Start of Supplied data

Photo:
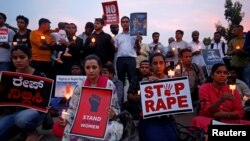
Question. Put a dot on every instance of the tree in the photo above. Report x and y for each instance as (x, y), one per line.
(234, 17)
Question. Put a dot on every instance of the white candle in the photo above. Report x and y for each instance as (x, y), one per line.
(43, 37)
(171, 73)
(245, 98)
(178, 67)
(14, 43)
(65, 115)
(93, 40)
(139, 92)
(232, 88)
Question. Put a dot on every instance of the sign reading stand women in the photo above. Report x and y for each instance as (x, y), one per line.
(170, 96)
(91, 117)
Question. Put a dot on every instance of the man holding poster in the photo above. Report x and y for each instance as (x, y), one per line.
(111, 12)
(92, 110)
(161, 97)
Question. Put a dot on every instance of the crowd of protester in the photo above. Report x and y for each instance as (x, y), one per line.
(109, 61)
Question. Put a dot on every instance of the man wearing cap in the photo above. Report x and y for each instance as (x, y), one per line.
(89, 28)
(100, 43)
(42, 42)
(5, 41)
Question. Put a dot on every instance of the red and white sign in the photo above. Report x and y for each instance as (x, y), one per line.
(166, 97)
(111, 12)
(91, 118)
(3, 35)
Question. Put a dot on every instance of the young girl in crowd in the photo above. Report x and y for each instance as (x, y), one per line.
(92, 66)
(24, 120)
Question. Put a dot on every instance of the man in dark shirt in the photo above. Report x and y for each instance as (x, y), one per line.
(100, 43)
(133, 105)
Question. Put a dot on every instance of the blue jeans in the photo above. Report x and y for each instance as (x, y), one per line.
(25, 120)
(126, 65)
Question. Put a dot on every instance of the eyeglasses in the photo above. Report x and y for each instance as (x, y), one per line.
(125, 21)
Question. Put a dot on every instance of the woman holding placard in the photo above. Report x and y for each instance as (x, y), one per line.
(92, 66)
(23, 120)
(157, 128)
(218, 100)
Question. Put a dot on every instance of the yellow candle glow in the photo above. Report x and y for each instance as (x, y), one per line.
(65, 115)
(178, 67)
(171, 73)
(14, 43)
(139, 92)
(232, 88)
(43, 37)
(244, 98)
(93, 40)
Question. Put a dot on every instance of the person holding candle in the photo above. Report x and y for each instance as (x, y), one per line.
(42, 42)
(159, 128)
(20, 119)
(217, 100)
(240, 58)
(100, 43)
(92, 66)
(194, 72)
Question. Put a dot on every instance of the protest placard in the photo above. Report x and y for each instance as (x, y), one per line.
(31, 91)
(111, 12)
(170, 96)
(91, 115)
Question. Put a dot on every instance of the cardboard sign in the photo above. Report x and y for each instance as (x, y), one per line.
(91, 117)
(211, 57)
(65, 85)
(170, 96)
(138, 24)
(18, 89)
(111, 12)
(3, 35)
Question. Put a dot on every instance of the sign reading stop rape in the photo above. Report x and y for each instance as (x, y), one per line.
(4, 35)
(110, 10)
(165, 97)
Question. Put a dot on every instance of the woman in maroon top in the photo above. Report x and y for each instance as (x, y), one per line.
(218, 101)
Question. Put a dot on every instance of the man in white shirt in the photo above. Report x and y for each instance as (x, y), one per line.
(196, 47)
(127, 48)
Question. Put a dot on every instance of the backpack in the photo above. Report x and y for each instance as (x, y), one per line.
(223, 47)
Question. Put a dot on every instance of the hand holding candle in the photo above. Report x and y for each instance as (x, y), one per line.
(65, 115)
(232, 87)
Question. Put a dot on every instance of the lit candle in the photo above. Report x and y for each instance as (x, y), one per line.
(93, 40)
(178, 67)
(43, 37)
(244, 98)
(65, 115)
(232, 88)
(14, 43)
(171, 73)
(139, 92)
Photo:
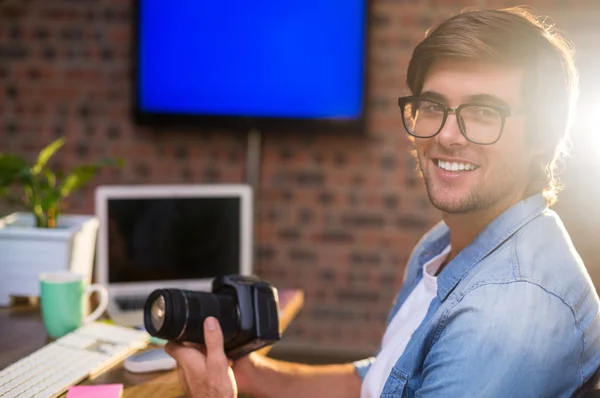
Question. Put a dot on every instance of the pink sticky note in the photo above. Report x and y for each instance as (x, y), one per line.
(98, 391)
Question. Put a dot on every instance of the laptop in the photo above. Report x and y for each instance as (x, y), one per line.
(175, 236)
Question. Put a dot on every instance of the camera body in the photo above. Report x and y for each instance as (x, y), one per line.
(247, 309)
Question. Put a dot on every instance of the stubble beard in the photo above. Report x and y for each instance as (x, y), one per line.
(481, 196)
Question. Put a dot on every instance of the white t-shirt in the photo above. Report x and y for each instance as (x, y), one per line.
(400, 330)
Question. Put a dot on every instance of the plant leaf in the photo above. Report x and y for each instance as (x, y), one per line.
(77, 178)
(45, 155)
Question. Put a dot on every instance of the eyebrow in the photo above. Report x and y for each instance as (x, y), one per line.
(486, 99)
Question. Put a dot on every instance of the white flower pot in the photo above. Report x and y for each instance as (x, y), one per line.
(27, 251)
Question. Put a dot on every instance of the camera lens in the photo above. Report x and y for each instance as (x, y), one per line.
(178, 315)
(157, 312)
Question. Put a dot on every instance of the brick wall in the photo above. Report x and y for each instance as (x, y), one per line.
(336, 216)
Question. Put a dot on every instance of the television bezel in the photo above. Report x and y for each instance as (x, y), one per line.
(244, 124)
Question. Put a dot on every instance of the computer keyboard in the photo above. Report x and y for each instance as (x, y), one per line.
(85, 352)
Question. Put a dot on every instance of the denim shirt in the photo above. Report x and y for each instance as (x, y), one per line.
(516, 314)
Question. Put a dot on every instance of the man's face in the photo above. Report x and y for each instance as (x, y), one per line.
(493, 176)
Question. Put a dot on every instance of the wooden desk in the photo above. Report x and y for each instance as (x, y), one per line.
(22, 332)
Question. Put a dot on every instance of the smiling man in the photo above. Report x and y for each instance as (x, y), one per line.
(495, 301)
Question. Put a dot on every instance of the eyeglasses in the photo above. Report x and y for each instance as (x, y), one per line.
(479, 124)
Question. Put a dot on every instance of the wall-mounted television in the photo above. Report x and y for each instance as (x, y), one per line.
(280, 65)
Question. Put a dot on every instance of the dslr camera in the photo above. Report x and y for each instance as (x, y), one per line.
(246, 307)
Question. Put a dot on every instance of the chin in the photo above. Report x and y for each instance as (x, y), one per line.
(454, 204)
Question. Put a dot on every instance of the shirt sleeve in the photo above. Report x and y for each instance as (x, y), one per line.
(363, 366)
(505, 340)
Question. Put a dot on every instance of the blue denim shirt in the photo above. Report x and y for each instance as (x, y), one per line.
(516, 314)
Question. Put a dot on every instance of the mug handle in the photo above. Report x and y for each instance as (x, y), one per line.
(101, 290)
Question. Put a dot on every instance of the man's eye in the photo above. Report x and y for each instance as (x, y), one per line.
(484, 112)
(430, 107)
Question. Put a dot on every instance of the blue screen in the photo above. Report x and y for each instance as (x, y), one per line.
(254, 58)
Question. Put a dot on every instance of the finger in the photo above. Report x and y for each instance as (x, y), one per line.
(213, 339)
(186, 357)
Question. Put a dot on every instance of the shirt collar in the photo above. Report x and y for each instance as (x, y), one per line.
(492, 236)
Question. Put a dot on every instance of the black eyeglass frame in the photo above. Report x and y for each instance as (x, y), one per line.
(503, 111)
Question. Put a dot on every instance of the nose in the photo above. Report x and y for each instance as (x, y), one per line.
(450, 135)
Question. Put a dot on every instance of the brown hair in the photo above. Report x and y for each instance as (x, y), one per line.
(514, 36)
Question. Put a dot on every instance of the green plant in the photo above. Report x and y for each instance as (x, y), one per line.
(43, 190)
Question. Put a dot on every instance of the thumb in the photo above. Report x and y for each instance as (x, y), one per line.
(213, 340)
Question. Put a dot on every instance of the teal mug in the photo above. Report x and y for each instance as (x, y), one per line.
(64, 300)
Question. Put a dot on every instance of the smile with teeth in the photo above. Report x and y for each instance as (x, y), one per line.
(455, 166)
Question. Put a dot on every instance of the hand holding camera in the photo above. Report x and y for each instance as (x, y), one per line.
(245, 306)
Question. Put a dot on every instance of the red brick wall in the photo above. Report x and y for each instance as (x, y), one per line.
(337, 216)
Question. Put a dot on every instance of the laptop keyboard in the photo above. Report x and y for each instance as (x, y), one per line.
(131, 303)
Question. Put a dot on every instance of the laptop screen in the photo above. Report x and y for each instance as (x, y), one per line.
(159, 239)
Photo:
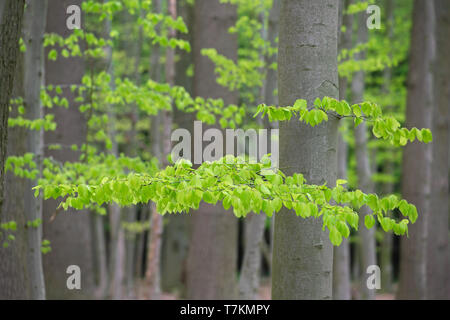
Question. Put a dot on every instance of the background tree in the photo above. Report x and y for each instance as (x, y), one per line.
(211, 270)
(13, 285)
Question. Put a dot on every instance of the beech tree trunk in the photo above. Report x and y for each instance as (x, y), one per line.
(417, 157)
(307, 68)
(255, 223)
(388, 188)
(14, 282)
(363, 168)
(341, 254)
(176, 231)
(438, 279)
(211, 269)
(153, 273)
(70, 231)
(11, 24)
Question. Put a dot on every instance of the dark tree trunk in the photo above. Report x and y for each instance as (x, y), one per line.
(417, 156)
(211, 269)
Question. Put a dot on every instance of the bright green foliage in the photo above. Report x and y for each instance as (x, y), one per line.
(244, 187)
(385, 127)
(99, 179)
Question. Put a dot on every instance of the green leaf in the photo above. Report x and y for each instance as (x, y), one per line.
(335, 236)
(369, 221)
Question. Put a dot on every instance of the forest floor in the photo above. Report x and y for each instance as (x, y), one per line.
(265, 293)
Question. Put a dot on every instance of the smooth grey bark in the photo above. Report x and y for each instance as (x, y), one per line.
(68, 231)
(20, 204)
(34, 28)
(176, 231)
(101, 263)
(341, 254)
(363, 169)
(11, 24)
(254, 223)
(307, 68)
(417, 157)
(388, 188)
(212, 255)
(438, 279)
(153, 272)
(14, 282)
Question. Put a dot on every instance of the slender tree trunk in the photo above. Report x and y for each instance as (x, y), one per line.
(255, 223)
(387, 242)
(10, 26)
(307, 68)
(34, 28)
(417, 157)
(363, 168)
(176, 231)
(69, 232)
(20, 204)
(153, 273)
(438, 279)
(211, 268)
(341, 254)
(14, 283)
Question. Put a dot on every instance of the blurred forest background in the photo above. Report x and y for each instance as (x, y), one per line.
(98, 101)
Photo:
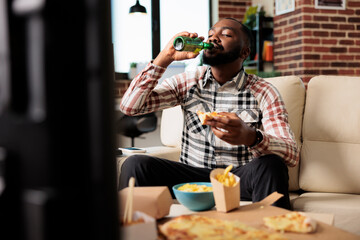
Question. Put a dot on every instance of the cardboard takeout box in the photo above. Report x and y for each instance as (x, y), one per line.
(154, 201)
(146, 230)
(226, 198)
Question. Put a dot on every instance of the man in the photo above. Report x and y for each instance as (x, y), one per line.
(254, 136)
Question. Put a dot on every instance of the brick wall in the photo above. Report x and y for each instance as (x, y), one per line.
(120, 87)
(233, 8)
(311, 41)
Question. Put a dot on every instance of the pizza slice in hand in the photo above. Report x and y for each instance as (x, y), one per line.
(291, 222)
(205, 116)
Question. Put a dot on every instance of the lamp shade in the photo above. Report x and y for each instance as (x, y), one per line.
(137, 8)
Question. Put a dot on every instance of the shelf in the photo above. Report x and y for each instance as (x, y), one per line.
(262, 31)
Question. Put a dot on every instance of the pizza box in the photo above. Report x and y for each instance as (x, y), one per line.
(253, 215)
(226, 198)
(154, 201)
(146, 230)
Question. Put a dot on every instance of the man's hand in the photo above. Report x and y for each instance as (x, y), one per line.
(169, 54)
(232, 129)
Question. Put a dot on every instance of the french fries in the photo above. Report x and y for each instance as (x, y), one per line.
(194, 188)
(227, 179)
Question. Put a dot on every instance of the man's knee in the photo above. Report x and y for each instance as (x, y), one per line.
(134, 166)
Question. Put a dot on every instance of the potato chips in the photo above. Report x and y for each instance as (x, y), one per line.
(226, 178)
(194, 188)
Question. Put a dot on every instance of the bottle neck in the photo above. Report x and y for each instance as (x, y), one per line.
(208, 45)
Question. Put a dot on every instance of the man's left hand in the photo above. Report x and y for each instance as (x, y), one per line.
(232, 129)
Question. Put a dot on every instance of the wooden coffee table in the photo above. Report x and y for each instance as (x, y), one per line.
(252, 215)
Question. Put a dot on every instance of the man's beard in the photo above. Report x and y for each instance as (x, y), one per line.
(222, 58)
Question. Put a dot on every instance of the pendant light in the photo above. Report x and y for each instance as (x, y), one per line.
(137, 8)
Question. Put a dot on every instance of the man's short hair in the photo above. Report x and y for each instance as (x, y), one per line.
(246, 31)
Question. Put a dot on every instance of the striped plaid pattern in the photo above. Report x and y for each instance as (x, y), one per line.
(254, 100)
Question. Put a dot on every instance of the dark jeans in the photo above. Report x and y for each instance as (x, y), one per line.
(258, 179)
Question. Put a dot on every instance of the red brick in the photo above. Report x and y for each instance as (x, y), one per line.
(328, 57)
(277, 31)
(312, 40)
(357, 19)
(306, 17)
(352, 50)
(312, 56)
(321, 34)
(321, 18)
(354, 35)
(329, 26)
(354, 64)
(298, 26)
(346, 57)
(338, 50)
(337, 34)
(346, 12)
(321, 64)
(347, 27)
(293, 65)
(353, 3)
(338, 19)
(294, 35)
(346, 42)
(288, 29)
(307, 48)
(311, 25)
(307, 64)
(293, 20)
(338, 64)
(307, 33)
(321, 49)
(329, 41)
(283, 38)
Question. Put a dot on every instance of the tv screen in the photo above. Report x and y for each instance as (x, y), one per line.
(57, 137)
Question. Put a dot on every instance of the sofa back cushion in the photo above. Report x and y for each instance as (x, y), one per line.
(330, 156)
(172, 121)
(292, 91)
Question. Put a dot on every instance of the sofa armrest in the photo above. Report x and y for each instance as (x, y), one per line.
(170, 153)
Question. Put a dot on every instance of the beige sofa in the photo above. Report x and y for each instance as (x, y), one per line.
(325, 119)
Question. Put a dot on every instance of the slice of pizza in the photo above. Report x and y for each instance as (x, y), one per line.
(201, 227)
(205, 116)
(291, 222)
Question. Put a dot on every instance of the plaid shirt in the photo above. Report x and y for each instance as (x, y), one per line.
(254, 100)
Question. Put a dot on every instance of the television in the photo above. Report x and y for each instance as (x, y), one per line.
(57, 137)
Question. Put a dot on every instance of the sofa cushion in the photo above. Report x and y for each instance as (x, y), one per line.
(345, 207)
(292, 91)
(172, 121)
(331, 141)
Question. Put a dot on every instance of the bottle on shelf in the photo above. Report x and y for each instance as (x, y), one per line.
(191, 44)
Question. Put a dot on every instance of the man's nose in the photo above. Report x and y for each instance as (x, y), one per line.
(214, 39)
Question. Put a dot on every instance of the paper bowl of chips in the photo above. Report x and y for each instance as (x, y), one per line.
(196, 196)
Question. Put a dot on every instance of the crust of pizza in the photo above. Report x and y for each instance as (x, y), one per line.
(291, 222)
(205, 116)
(200, 227)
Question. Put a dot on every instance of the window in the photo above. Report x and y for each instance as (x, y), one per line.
(132, 34)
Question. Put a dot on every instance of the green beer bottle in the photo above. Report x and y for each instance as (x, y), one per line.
(191, 44)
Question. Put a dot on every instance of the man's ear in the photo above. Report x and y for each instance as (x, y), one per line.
(245, 52)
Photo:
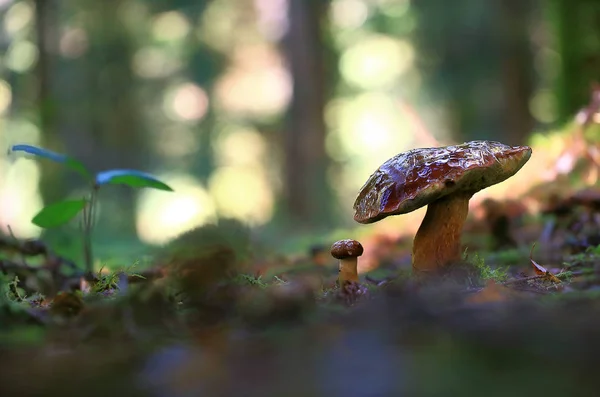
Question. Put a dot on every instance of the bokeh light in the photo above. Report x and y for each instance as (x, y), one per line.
(257, 84)
(348, 14)
(19, 197)
(154, 62)
(21, 56)
(5, 96)
(243, 193)
(376, 61)
(18, 17)
(171, 25)
(163, 216)
(73, 43)
(188, 102)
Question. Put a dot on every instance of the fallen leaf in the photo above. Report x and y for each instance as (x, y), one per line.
(541, 270)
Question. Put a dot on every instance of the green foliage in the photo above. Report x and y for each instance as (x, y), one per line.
(498, 274)
(70, 162)
(58, 213)
(131, 178)
(248, 279)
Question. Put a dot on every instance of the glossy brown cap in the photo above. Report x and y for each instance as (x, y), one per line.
(413, 179)
(346, 249)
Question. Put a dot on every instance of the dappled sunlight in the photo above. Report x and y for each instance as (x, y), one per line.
(243, 193)
(73, 43)
(169, 26)
(366, 128)
(349, 14)
(176, 141)
(21, 56)
(376, 61)
(154, 62)
(5, 96)
(272, 18)
(223, 25)
(257, 83)
(239, 147)
(187, 102)
(19, 197)
(161, 217)
(18, 17)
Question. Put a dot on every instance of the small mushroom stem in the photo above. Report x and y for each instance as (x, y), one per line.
(348, 270)
(437, 242)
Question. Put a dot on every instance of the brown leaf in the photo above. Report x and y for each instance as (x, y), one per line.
(541, 270)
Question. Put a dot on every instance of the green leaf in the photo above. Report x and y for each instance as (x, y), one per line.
(58, 213)
(131, 178)
(56, 157)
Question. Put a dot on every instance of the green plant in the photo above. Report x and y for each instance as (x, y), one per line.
(487, 273)
(61, 212)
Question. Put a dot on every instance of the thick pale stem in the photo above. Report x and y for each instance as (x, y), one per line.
(437, 242)
(348, 270)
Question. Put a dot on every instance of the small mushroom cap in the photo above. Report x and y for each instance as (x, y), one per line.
(415, 178)
(346, 249)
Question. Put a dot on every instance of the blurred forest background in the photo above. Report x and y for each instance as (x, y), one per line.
(274, 112)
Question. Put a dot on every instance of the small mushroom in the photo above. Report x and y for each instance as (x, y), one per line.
(444, 179)
(347, 251)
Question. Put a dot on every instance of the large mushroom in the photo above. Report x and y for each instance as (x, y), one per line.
(444, 179)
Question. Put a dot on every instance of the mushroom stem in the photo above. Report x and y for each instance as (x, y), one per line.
(437, 242)
(348, 270)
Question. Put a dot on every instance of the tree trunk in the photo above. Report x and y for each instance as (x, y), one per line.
(517, 71)
(52, 185)
(307, 195)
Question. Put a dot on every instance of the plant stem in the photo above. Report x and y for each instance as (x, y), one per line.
(88, 219)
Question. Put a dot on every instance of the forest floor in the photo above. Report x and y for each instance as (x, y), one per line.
(213, 317)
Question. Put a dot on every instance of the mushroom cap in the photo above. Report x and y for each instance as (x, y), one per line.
(346, 249)
(418, 177)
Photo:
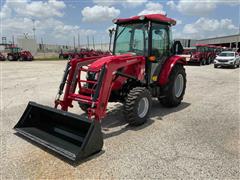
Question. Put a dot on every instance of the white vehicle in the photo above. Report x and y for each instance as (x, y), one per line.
(227, 58)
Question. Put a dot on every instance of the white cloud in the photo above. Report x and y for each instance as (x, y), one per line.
(125, 3)
(196, 7)
(205, 27)
(99, 13)
(34, 9)
(16, 19)
(153, 8)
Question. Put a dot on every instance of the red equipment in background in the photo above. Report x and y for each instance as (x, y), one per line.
(203, 55)
(17, 53)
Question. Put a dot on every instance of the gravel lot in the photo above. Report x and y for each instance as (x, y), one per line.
(198, 139)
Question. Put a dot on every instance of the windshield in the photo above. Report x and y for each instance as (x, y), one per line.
(131, 38)
(226, 54)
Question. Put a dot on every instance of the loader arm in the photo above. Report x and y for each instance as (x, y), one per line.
(107, 68)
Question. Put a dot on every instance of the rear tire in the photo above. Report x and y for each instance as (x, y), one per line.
(174, 91)
(137, 106)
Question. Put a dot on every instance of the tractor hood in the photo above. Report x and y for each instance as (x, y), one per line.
(101, 61)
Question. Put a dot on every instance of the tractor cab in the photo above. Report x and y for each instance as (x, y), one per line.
(147, 35)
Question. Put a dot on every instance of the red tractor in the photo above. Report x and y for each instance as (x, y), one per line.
(67, 55)
(2, 57)
(143, 66)
(16, 54)
(201, 55)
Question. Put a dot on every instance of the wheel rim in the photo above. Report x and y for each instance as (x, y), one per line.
(178, 85)
(143, 107)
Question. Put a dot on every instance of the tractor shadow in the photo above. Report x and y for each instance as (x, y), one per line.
(58, 156)
(114, 123)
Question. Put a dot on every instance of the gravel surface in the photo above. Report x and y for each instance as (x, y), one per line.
(198, 139)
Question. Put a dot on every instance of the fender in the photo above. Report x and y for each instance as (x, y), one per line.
(167, 67)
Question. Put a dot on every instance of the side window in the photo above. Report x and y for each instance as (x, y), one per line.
(123, 40)
(138, 40)
(160, 40)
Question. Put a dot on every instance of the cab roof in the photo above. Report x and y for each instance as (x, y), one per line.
(160, 18)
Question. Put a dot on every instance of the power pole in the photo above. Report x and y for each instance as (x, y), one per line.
(13, 39)
(42, 46)
(78, 41)
(74, 42)
(34, 29)
(93, 43)
(88, 41)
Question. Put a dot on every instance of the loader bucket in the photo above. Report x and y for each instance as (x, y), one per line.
(68, 134)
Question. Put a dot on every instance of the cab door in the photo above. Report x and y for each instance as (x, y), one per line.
(160, 49)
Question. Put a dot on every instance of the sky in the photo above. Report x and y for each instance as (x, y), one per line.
(59, 21)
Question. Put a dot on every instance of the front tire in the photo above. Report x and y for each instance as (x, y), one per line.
(137, 106)
(174, 91)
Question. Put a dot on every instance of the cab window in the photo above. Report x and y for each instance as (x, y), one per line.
(160, 40)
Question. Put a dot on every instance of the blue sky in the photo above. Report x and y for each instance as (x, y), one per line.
(58, 21)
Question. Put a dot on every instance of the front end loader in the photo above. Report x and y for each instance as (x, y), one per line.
(143, 65)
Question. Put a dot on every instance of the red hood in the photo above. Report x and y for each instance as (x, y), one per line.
(100, 62)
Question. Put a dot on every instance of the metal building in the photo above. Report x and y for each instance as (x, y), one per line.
(232, 41)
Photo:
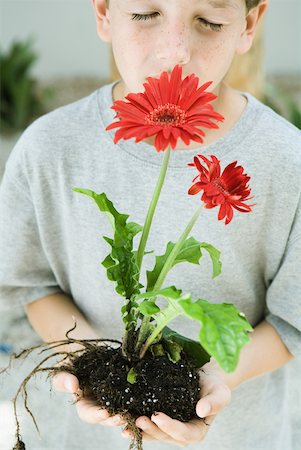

End of Supplied data

Extract every line of the material above that contains the string "sofa". Case counts.

Question. Put a dot on every instance of the sofa back cushion in the photo above. Report x and y for each instance as (x, y), one per line.
Question. Put a dot on every instance of the sofa armrest in the photo above. Report x and y for each instance as (x, y), one per line.
Question. Put a dot on every instance of the beige sofa in the photo above. Report x and y for each instance as (x, y), one per line.
Question. Put a dot on every instance of the sofa cushion in the photo above. Report x and y for each instance as (x, y), one per line.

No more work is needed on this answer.